◆ SOURCE DOCUMENT:
* * *
Management of Measurement Constructs
Appreciating AstroChords!
This essay is partner to the current “Analytical Techniques” essay entitled How to Begin the Art. It deals with music theory for the most part, but don’t be frightened if you are not a musician … I will explain things carefully, and I think you will enjoy the experience!
The art of synthesis is the assembly of separate considerations into a meaningful whole. In astrological analysis, we take different symbols in relation to each other and relate these relationships creatively to form a significant whole-form, a Gestalt of importance. –In composing a chord musically, we are taking twelve different tones and combining them in different ways and in different positions to sound the way they should to fit into our expectation of the sound.
It is staggering to think of how this small collection of units –twelve tones—can be organized and integrated to create fresh, individualistic sounds continuously ad infinitum. But then again, we have 10 planets and two points (Ascendant and Midheaven) –twelve units—that fashion themselves throughout all time to speak individualistically.
* * *
◆ ROWS:
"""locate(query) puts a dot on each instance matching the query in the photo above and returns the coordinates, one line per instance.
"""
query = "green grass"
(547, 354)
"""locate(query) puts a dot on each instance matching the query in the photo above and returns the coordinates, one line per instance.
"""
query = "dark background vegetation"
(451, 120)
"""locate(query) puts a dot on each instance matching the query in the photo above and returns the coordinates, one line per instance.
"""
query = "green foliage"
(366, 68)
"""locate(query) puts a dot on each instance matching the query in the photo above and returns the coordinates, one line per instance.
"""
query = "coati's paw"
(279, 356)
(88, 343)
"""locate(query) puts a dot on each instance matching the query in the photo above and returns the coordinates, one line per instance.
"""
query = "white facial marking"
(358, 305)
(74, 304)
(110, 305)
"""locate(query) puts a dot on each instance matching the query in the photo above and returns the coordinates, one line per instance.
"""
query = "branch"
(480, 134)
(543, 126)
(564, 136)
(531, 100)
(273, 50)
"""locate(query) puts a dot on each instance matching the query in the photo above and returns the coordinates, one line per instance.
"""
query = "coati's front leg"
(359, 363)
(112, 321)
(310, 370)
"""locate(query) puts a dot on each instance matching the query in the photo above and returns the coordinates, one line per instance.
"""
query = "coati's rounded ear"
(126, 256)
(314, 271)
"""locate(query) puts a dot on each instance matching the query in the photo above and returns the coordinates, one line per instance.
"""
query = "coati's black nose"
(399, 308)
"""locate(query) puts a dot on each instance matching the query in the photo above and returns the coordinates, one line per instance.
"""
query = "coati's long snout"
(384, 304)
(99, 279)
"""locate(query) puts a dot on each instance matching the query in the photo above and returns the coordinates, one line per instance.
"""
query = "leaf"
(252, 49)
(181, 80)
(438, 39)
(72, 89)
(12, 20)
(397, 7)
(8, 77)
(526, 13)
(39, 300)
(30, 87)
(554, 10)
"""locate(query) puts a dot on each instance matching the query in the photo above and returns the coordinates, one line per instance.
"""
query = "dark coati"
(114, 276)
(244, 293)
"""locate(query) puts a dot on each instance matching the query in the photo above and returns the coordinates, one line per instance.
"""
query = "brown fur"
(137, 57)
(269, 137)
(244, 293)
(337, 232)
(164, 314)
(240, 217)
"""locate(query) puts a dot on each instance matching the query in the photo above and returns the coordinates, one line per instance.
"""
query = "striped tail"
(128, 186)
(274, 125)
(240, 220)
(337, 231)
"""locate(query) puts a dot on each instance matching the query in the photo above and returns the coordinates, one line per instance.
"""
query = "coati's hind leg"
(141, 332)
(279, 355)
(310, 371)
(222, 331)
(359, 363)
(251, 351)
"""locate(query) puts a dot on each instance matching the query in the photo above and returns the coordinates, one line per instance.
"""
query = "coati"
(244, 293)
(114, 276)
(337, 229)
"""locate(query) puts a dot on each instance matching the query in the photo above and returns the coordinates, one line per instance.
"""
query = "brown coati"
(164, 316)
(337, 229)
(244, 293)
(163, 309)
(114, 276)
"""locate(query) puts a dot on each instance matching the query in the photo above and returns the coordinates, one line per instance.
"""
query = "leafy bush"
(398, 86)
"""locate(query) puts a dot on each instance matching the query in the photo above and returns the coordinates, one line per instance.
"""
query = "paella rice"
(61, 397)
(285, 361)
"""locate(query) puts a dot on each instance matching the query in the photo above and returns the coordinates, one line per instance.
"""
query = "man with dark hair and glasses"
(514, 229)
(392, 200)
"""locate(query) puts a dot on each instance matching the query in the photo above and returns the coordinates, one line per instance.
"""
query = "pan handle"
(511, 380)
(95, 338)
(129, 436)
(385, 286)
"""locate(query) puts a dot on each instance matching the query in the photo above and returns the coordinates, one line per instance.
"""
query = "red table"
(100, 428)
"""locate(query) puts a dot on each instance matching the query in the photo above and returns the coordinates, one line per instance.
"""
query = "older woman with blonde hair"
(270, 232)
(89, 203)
* * *
◆ WRITTEN TASK: Go on with the essay on AstroChords, beginning right after its last sentence.

◆ WRITTEN ANSWER:
Yes, Johannes Kepler and others [inspired by Aristotle and his “music of the spheres”] worked doggedly to fashion a parallel between astrology and musical tones. This is where the concept of “harmonic” comes from, the creation of aspects, which Kepler developed expansively from the ancient “basic” aspects.
But I want to guide us through just one arrangement of astro-sounds, one Chord, if you will, with an illustration of different points of departure, for us to appreciate how synthesis sounds in our astrology work, how analysis can be approached in order for the harmony of deduction to gel.
Orientation Find the C key around the middle of the piano keyboard (there are many Cs repeated throughout the whole keyboard, but take the one comfortably in the Middle): it is the white key just to the left of a unit of two black keys.
Play this C and then play an E, which is two white keys to the right. Play them together. A nice harmonious sound, like the Sun and Moon on a great day! This is called a “third”: C is 1, the next white key to the right is 2, and the E, the next successive white key is 3.
Now, go two more white keys to the right. This is a G (it is just to the right of the first black key in the 3-blackkey group). You are adding a G to the mix!
Now play the C, E, and G together. This is called a C-Chord, a C-triad, the tonic Chord in C-major, etc. A clean, stable sound. Hear it? It has a feel to it. –You have brought together three components from among the 12 and synthesized them into a ‘nice’ unit. We must allow the editorialization; we are reacting, we are living in reaction to that particular sound. It IS nice. It IS stable.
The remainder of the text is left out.